## What is needed:
Below are several entries. Transcribe exactly those lines that fall from the one with "positive clicks: (227, 280)" through the one with "box: [164, 435, 207, 493]", end lines included.

## Supplied information:
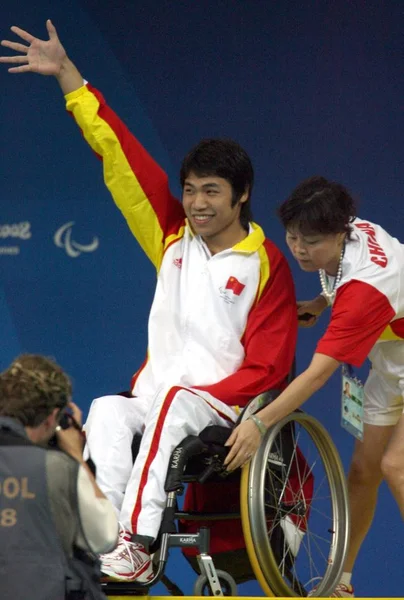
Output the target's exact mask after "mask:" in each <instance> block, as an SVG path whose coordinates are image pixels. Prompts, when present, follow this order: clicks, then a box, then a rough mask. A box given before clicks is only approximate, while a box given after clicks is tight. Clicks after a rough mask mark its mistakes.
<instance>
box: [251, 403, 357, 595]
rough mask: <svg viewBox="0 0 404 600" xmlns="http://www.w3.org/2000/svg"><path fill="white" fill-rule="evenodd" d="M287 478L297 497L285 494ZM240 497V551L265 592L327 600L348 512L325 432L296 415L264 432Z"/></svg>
mask: <svg viewBox="0 0 404 600" xmlns="http://www.w3.org/2000/svg"><path fill="white" fill-rule="evenodd" d="M297 448H299V450H297ZM313 454H315V457H314V458H313V457H312V455H313ZM302 456H303V457H304V458H303V459H302V458H301V457H302ZM292 474H293V477H294V481H295V482H296V481H298V484H299V486H298V490H299V491H298V492H296V487H295V488H294V489H293V490H292V491H291V483H290V481H291V476H292ZM309 480H310V494H309V495H310V497H309V498H305V497H304V494H303V491H302V490H303V489H304V490H306V488H307V487H308V483H309ZM300 484H301V485H300ZM305 486H306V487H305ZM305 493H306V495H307V492H306V491H305ZM240 494H241V495H240V502H241V516H242V523H243V531H244V537H245V541H246V547H247V552H248V555H249V558H250V562H251V565H252V567H253V569H254V573H255V575H256V577H257V580H258V581H259V583H260V585H261V587H262V589H263V591H264V593H265V594H266V595H267V596H284V597H285V596H307V595H308V594H309V593H310V595H313V596H323V597H327V596H329V595H330V594H331V592H332V591H333V590H334V588H335V586H336V584H337V583H338V581H339V578H340V575H341V572H342V568H343V563H344V559H345V556H346V552H347V547H348V539H349V507H348V493H347V486H346V480H345V475H344V470H343V467H342V464H341V461H340V458H339V455H338V452H337V449H336V448H335V446H334V443H333V442H332V440H331V438H330V436H329V435H328V433H327V431H326V430H325V429H324V427H323V426H322V425H321V424H320V423H319V422H318V421H317V420H316V419H314V418H313V417H311V416H309V415H307V414H305V413H303V412H300V411H297V412H294V413H292V414H291V415H288V416H287V417H285V418H284V419H282V420H281V421H279V423H277V424H276V425H274V426H273V427H271V428H270V429H269V430H268V432H267V433H266V435H265V437H264V439H263V441H262V444H261V446H260V448H259V450H258V451H257V453H256V455H255V456H254V458H253V459H252V461H251V463H250V464H249V465H247V466H246V467H245V468H244V469H243V473H242V483H241V492H240ZM291 498H292V500H291ZM287 539H288V541H289V543H288V542H287ZM315 561H316V562H315Z"/></svg>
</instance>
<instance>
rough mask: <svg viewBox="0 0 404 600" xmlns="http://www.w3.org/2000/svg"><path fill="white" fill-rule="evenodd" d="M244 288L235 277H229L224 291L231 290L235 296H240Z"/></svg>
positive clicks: (227, 280)
mask: <svg viewBox="0 0 404 600" xmlns="http://www.w3.org/2000/svg"><path fill="white" fill-rule="evenodd" d="M244 288H245V285H244V283H241V282H240V281H239V280H238V279H237V278H236V277H233V276H231V277H229V279H228V280H227V283H226V287H225V289H226V290H231V291H232V292H233V294H235V295H236V296H240V294H241V292H242V291H243V289H244Z"/></svg>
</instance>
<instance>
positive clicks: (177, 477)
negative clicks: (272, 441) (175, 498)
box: [164, 435, 207, 493]
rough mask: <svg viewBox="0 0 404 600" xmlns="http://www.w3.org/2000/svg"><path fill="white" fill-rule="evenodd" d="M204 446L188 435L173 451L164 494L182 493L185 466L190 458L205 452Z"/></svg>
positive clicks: (202, 443)
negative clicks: (165, 491)
mask: <svg viewBox="0 0 404 600" xmlns="http://www.w3.org/2000/svg"><path fill="white" fill-rule="evenodd" d="M206 450H207V447H206V444H204V442H203V441H202V440H201V439H200V438H199V437H198V436H197V435H188V436H187V437H186V438H185V439H184V440H182V442H181V443H180V444H179V445H178V446H177V447H176V448H175V449H174V450H173V452H172V454H171V458H170V464H169V466H168V472H167V477H166V482H165V485H164V489H165V491H166V492H175V491H176V492H178V493H182V491H183V490H184V484H183V483H182V475H183V473H184V469H185V465H186V464H187V462H188V460H189V459H190V458H191V457H192V456H196V455H198V454H202V453H204V452H206Z"/></svg>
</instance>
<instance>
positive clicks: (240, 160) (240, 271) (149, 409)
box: [59, 63, 297, 582]
mask: <svg viewBox="0 0 404 600" xmlns="http://www.w3.org/2000/svg"><path fill="white" fill-rule="evenodd" d="M59 82H60V83H61V85H62V89H63V90H64V92H65V93H66V94H67V108H68V110H69V111H70V112H72V113H73V116H74V117H75V119H76V121H77V123H78V124H79V126H80V127H81V129H82V131H83V133H84V137H85V138H86V140H87V141H88V142H89V144H90V145H92V146H93V148H95V149H96V151H97V154H98V155H100V156H101V157H102V158H103V161H104V173H105V174H106V177H105V178H106V183H107V186H108V187H109V189H110V191H111V192H112V195H113V197H114V199H115V201H116V203H117V204H118V205H119V208H120V209H121V210H122V212H123V213H124V215H125V217H126V219H127V221H128V223H129V226H130V228H131V230H132V232H133V233H134V235H135V236H136V238H137V239H138V241H139V242H140V244H141V246H142V248H143V249H144V250H145V251H146V253H147V255H148V256H149V258H150V259H151V261H152V262H153V264H154V266H155V268H156V270H157V273H158V279H157V286H156V293H155V297H154V301H153V305H152V308H151V312H150V318H149V328H148V332H149V336H148V337H149V339H148V353H147V359H146V361H145V362H144V364H143V366H142V368H141V369H140V370H139V371H138V372H137V373H136V374H135V376H134V377H133V380H132V385H131V390H130V393H129V394H127V395H126V396H125V395H108V396H103V397H101V398H97V399H96V400H94V401H93V403H92V405H91V408H90V412H89V416H88V420H87V423H86V425H85V429H86V435H87V451H88V454H89V456H91V458H92V459H93V461H94V463H95V464H96V467H97V481H98V484H99V486H100V488H101V489H102V490H103V491H104V493H105V494H106V496H107V497H108V498H109V499H110V500H111V502H112V503H113V504H114V506H115V507H116V511H117V514H118V516H119V520H120V523H121V532H120V539H119V543H118V546H117V548H116V549H115V550H114V552H112V553H110V554H108V555H104V556H102V557H101V559H102V570H103V572H104V573H105V574H106V575H109V576H111V577H114V578H116V579H118V580H123V581H135V580H136V581H139V582H147V581H149V580H150V579H151V577H152V576H153V573H152V564H151V561H150V550H149V549H150V544H151V543H152V542H153V541H154V540H155V538H156V536H157V533H158V530H159V526H160V522H161V514H162V511H163V507H164V503H165V499H166V493H165V491H164V480H165V475H166V472H167V467H168V463H169V459H170V455H171V453H172V451H173V449H174V448H175V447H176V446H177V445H178V444H179V443H180V442H181V440H182V439H183V438H184V437H186V436H187V435H190V434H198V433H199V432H200V431H202V430H203V429H204V428H205V427H207V426H209V425H223V426H226V427H231V426H232V424H233V423H234V422H235V420H236V419H237V412H236V411H235V409H234V407H235V406H240V407H242V406H244V405H245V404H246V403H247V402H248V401H249V400H250V399H251V398H252V397H254V396H257V395H258V394H260V393H261V392H264V391H266V390H268V389H270V388H279V387H282V386H283V385H284V382H285V381H286V378H287V375H288V373H289V371H290V368H291V364H292V361H293V356H294V352H295V343H296V335H297V316H296V302H295V295H294V286H293V282H292V278H291V274H290V271H289V267H288V265H287V263H286V260H285V258H284V257H283V255H282V254H281V252H280V251H279V250H278V249H277V248H276V247H275V246H274V244H273V243H272V242H270V241H269V240H268V239H266V238H265V236H264V233H263V231H262V229H261V228H260V227H259V226H257V225H256V224H254V223H252V221H251V213H250V196H251V191H252V186H253V168H252V165H251V161H250V159H249V157H248V155H247V154H246V152H245V151H244V150H243V149H242V148H241V147H240V146H239V145H238V144H237V143H235V142H233V141H230V140H220V139H210V140H204V141H202V142H200V143H199V144H198V145H197V146H196V147H195V148H194V149H192V150H191V151H190V153H189V154H188V155H187V156H186V157H185V159H184V161H183V164H182V168H181V173H180V180H181V186H182V204H181V203H180V202H178V200H176V199H175V198H174V197H173V196H172V195H171V193H170V191H169V187H168V183H167V177H166V175H165V173H163V172H162V170H161V169H160V168H159V167H158V165H156V163H155V162H154V161H153V159H152V158H151V157H150V156H149V155H148V154H147V153H146V151H145V150H144V149H143V148H142V146H141V145H140V144H139V142H138V141H137V140H136V139H135V138H134V137H133V136H132V134H131V133H129V131H128V130H127V129H126V127H125V125H124V124H123V123H122V122H121V121H120V120H119V119H118V117H117V116H116V115H115V114H114V113H113V112H112V110H111V109H110V108H109V107H108V106H107V105H106V103H105V101H104V99H103V97H102V96H101V95H100V93H99V92H97V91H96V90H94V89H93V88H92V87H90V86H89V85H85V86H83V82H82V79H81V76H79V75H78V73H77V71H76V70H75V69H74V68H73V67H72V66H71V64H70V63H68V65H67V70H66V71H64V74H63V76H62V77H61V78H60V77H59ZM106 123H108V127H106V126H105V124H106ZM95 130H96V131H97V135H96V140H97V141H96V143H95ZM95 146H96V147H95ZM124 158H125V161H126V162H125V167H123V166H122V161H123V159H124ZM128 165H129V167H130V169H129V172H128V169H127V166H128ZM128 177H129V179H128ZM129 180H133V182H134V183H133V184H130V186H129V187H130V189H128V190H127V193H123V192H122V190H124V189H125V188H126V187H127V186H128V181H129ZM136 433H141V434H142V440H141V444H140V447H139V452H138V455H137V457H136V460H135V463H134V465H132V459H131V443H132V439H133V436H134V434H136ZM249 458H250V457H249V456H246V457H245V460H248V459H249Z"/></svg>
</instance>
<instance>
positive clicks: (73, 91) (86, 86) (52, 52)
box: [0, 20, 185, 269]
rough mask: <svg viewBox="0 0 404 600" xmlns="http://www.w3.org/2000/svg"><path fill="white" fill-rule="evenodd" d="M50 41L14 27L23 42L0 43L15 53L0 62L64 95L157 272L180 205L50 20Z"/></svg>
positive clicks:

## Worked solution:
positive clicks: (227, 280)
mask: <svg viewBox="0 0 404 600" xmlns="http://www.w3.org/2000/svg"><path fill="white" fill-rule="evenodd" d="M244 288H245V285H244V283H241V282H240V281H239V280H238V279H237V278H236V277H233V276H231V277H229V279H228V280H227V283H226V287H225V289H226V290H231V291H232V292H233V294H235V295H236V296H240V294H241V292H242V291H243V289H244Z"/></svg>
</instance>
<instance>
positive clicks: (177, 477)
negative clicks: (272, 441) (175, 498)
box: [164, 435, 207, 493]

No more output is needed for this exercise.